**WHAT THE TASK ASKS:** Rewrite the rows starting at the one containing "Could you please locate the white" and ending at the one containing "xmin=885 ymin=592 xmax=1072 ymax=705", with "white sedan" replaced by "gray sedan" and everything else unchanged. Leave the picture out of your answer.

**RECORDS PROVIDED:**

# # # #

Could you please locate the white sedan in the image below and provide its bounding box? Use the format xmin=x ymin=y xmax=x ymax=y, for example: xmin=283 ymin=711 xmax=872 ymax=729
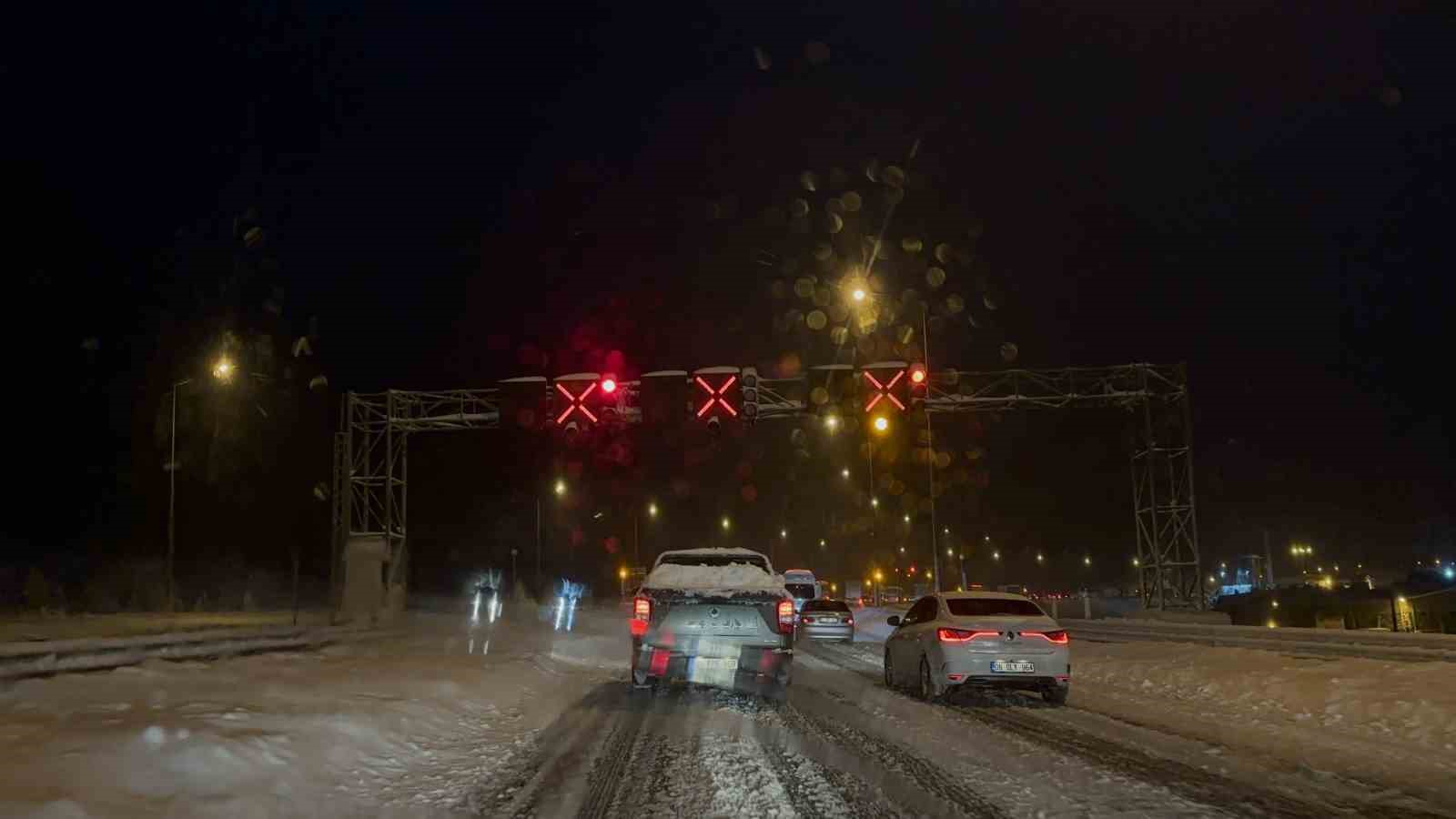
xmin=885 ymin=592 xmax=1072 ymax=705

# # # #

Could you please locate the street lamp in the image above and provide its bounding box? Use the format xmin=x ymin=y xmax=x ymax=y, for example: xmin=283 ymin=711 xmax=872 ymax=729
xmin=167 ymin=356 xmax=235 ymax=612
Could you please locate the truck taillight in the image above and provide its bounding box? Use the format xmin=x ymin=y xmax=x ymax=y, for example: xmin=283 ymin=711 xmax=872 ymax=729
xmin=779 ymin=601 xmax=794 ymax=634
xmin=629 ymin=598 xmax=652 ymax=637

# # # #

**ANSWER FOR THE TASK:**
Could you please locate the gray sedan in the image below and provide its bounding box? Use the format xmin=x ymin=y xmax=x ymax=y, for example: xmin=283 ymin=711 xmax=872 ymax=729
xmin=885 ymin=592 xmax=1072 ymax=705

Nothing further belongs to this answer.